ASSIGNMENT:
Starting at the first line and ending at the last, output the data exactly.
================
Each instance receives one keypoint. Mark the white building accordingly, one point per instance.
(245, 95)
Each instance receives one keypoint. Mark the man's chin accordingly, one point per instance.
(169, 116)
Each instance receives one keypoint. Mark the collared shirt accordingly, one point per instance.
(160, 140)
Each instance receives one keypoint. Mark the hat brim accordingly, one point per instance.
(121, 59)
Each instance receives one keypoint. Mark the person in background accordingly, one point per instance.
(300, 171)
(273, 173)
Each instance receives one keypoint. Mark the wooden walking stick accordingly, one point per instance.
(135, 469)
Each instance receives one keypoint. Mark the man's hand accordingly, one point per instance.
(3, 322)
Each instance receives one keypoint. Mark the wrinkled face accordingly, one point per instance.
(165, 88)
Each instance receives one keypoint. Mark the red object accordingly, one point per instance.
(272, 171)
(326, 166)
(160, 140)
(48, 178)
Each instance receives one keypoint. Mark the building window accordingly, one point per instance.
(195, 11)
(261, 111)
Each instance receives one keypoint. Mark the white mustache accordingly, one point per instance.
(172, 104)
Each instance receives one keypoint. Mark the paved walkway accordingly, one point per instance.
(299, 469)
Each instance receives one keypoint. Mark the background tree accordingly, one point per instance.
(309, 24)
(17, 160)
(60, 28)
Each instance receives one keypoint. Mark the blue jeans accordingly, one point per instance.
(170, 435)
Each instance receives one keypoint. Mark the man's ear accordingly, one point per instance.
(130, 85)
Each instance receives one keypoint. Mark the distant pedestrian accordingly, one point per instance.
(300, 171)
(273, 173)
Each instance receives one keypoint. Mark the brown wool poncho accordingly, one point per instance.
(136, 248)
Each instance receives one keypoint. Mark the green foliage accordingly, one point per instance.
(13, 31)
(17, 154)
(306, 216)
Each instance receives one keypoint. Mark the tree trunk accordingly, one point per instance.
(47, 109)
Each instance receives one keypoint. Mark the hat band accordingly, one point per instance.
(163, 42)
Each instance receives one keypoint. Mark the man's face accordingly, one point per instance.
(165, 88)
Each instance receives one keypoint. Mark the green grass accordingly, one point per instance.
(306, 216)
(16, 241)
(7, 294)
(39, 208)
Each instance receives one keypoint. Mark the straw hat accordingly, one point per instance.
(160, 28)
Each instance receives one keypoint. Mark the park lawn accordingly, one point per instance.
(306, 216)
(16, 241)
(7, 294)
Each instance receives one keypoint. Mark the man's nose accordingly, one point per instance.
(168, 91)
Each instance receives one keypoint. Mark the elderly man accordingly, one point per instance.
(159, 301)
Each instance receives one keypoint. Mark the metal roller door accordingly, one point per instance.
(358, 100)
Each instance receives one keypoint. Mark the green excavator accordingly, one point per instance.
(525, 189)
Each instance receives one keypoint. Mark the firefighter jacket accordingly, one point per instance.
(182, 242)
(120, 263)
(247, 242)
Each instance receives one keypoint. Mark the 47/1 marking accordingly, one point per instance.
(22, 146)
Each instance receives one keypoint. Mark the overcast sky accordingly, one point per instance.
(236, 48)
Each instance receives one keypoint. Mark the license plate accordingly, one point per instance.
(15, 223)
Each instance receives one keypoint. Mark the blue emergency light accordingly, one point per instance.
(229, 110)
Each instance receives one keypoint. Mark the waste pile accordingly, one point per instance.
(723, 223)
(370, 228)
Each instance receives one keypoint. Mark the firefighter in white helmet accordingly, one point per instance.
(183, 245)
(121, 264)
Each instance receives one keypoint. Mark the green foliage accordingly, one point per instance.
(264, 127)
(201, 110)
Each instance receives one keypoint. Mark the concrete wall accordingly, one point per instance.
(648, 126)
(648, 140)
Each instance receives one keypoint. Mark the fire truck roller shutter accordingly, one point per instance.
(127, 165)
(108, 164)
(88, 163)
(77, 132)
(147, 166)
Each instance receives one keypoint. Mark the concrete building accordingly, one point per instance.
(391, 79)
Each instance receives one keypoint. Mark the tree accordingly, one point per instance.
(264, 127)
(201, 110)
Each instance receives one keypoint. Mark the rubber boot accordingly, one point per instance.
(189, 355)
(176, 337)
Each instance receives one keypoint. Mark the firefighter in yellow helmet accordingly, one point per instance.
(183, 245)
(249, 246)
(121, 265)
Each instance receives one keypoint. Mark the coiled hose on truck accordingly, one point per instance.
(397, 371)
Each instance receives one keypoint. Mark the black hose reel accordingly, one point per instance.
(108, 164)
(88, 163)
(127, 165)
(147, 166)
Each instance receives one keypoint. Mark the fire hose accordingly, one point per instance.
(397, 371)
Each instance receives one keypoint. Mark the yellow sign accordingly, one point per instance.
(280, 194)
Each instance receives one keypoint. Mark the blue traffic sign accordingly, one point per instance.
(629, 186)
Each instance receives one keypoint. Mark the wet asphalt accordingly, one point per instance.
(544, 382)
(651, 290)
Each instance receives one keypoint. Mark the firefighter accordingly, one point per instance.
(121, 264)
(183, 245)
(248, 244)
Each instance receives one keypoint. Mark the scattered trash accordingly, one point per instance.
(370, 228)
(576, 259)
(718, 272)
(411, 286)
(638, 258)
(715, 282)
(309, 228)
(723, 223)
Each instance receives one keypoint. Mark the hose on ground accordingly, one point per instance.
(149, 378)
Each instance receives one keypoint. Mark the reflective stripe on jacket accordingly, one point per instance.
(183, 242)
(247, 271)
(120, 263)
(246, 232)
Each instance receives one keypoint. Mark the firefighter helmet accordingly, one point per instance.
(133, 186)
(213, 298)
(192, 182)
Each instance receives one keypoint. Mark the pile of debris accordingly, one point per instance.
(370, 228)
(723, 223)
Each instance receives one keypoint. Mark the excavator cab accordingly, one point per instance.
================
EXERCISE ANSWER:
Each instance receives one keypoint. Mark the white building accordingly, one point per instance.
(245, 95)
Each instance receives one keypoint. Mark the man's chin accordingly, one point per instance.
(169, 116)
Each instance receives one keypoint. Mark the collared shirt accordingly, one point per instance.
(160, 140)
Each instance receives one keypoint. Mark the hat brim accordingly, one point per instance.
(121, 59)
Each instance receives one keypoint. Mark the person in background accordingly, one point per instance.
(300, 171)
(273, 173)
Each instance receives one keypoint. Mark the wooden walking stick accordingly, one point per instance.
(135, 469)
Each instance receives one keypoint. Mark the man's hand accordingly, one point per instance.
(3, 322)
Each instance receives one keypoint. Mark the wrinkled face accordingly, one point per instance.
(165, 88)
Each instance receives one keypoint. Mark the red object accordingly, one point per instance.
(272, 171)
(326, 166)
(160, 140)
(48, 178)
Each instance receives one keypoint. Mark the building window accordingly, one point per instance.
(195, 11)
(261, 111)
Each instance receives one keypoint. Mark the white mustache accordingly, one point per instance.
(172, 104)
Each instance receives one keypoint. Mark the paved walkway accordingly, one point per instance.
(299, 469)
Each instance receives one keypoint. Mark the background tree accordingly, one point per instance.
(309, 24)
(17, 160)
(60, 28)
Each instance receives one keypoint. Mark the blue jeans accordingly, one point per instance.
(170, 435)
Each instance receives one keypoint. Mark the man's ear accordingly, one point per instance.
(130, 85)
Each instance receives one keypoint. Mark the distant pedestrian accordingly, one point per instance.
(300, 171)
(273, 173)
Each instance receives one keypoint. Mark the brown wool poncho accordingly, one point per instance.
(136, 248)
Each instance receives one keypoint. Mark the green foliage accordingly, one point per instance.
(13, 31)
(17, 154)
(306, 216)
Each instance receives one keypoint. Mark the tree trunk accordingly, one point per instance.
(47, 109)
Each instance receives one keypoint. Mark the hat band accordingly, one point per instance.
(163, 42)
Each instance receives one keypoint. Mark the man's face accordingly, one point per instance.
(165, 88)
Each instance receives one keypoint. Mark the green grass accordingly, one point per instance.
(306, 216)
(16, 241)
(7, 294)
(39, 208)
Each instance receives one keypoint. Mark the straw hat accordingly, one point per instance.
(160, 28)
Each instance receives one keypoint. Mark the park lawn accordingly, one point per instance.
(306, 216)
(16, 241)
(7, 294)
Each instance receives one keypoint. Mark the man's nose accordingly, one point per instance.
(168, 91)
Each instance receives one keypoint. Mark the elderly man accordingly, one point per instance.
(159, 301)
Each instance receives one keypoint. Mark the metal roller door accordingly, one point per instance.
(358, 100)
Each instance receives one keypoint. Mark the green excavator accordingly, one point per instance.
(525, 189)
Each instance receives one keypoint. Mark the firefighter jacket accordingly, one point per instance.
(182, 242)
(120, 263)
(247, 242)
Each instance receives one keypoint. Mark the 47/1 marking accordingly, one point per instance.
(22, 146)
Each instance receives one keypoint. Mark the overcast sky accordingly, one point per instance.
(236, 48)
Each instance receives one keypoint. Mark the license plate accordingly, one point per instance.
(15, 223)
Each instance receives one keypoint. Mark the blue emergency light accordingly, one point per instance.
(229, 110)
Each instance receives one keypoint. Mark the waste pile accordingly, one point per instance.
(723, 223)
(370, 228)
Each instance receives one keypoint. Mark the firefighter in white helmet accordingly, one point per instance.
(183, 245)
(121, 264)
Each instance receives one keypoint. Mark the green foliage accordingly, one point per instance.
(264, 127)
(201, 110)
Each instance receives one keypoint. Mark the concrete wall accordingly, one point per instance.
(648, 126)
(648, 140)
Each instance receives one keypoint. Mark the fire truck roller shutter accordingly, one point per instance.
(127, 165)
(108, 164)
(88, 163)
(77, 132)
(147, 166)
Each instance receives one keypoint. Mark the concrete building accordingly, one point per instance.
(391, 79)
Each instance receives one keypoint. Mark the tree accordingly, one point per instance.
(264, 127)
(201, 110)
Each instance receives one keypoint. Mark the rubber boot accordingly, one point per instance.
(189, 355)
(176, 337)
Each instance receives one keypoint. Mark the firefighter in yellow helmet accordingly, one point per instance.
(183, 245)
(249, 246)
(121, 265)
Each instance receives one keypoint. Mark the coiled hose on truck accordingly, one point per instance.
(397, 371)
Each instance receives one keypoint. Mark the black hose reel accordingly, one point per instance.
(108, 164)
(88, 163)
(127, 165)
(147, 166)
Each instance receives one keypoint. Mark the fire hose accordingly, one point per instance.
(397, 371)
Each instance receives one keypoint. Mark the yellow sign accordingly, one point per instance.
(280, 194)
Each instance receives one keypoint. Mark the blue traffic sign accordingly, one point per instance.
(629, 186)
Each instance receives one keypoint. Mark the wet asphalt accordingly, one point per instance.
(544, 382)
(651, 290)
Each instance receives one keypoint. Mark the firefighter accordingly, one point per instance.
(121, 264)
(183, 245)
(248, 244)
Each instance receives one keypoint. Mark the scattered trash accordingly, one point per instance.
(370, 228)
(576, 259)
(718, 272)
(411, 286)
(638, 258)
(715, 282)
(309, 228)
(723, 223)
Each instance receives one keypoint. Mark the hose on ground accordingly, one point per instance.
(149, 378)
Each instance receives one keypoint. Mark the reflective stripe on jacket accordingly, one point per instance.
(183, 242)
(247, 271)
(120, 263)
(246, 232)
Each instance receives one keypoint. Mark the firefighter helmet accordingly, one point per instance.
(133, 186)
(213, 298)
(192, 182)
Each instance receives one keypoint. Mark the pile of debris accordingly, one point per instance.
(370, 228)
(723, 223)
Each instance receives one keypoint. Mark the excavator cab accordingly, one point per instance.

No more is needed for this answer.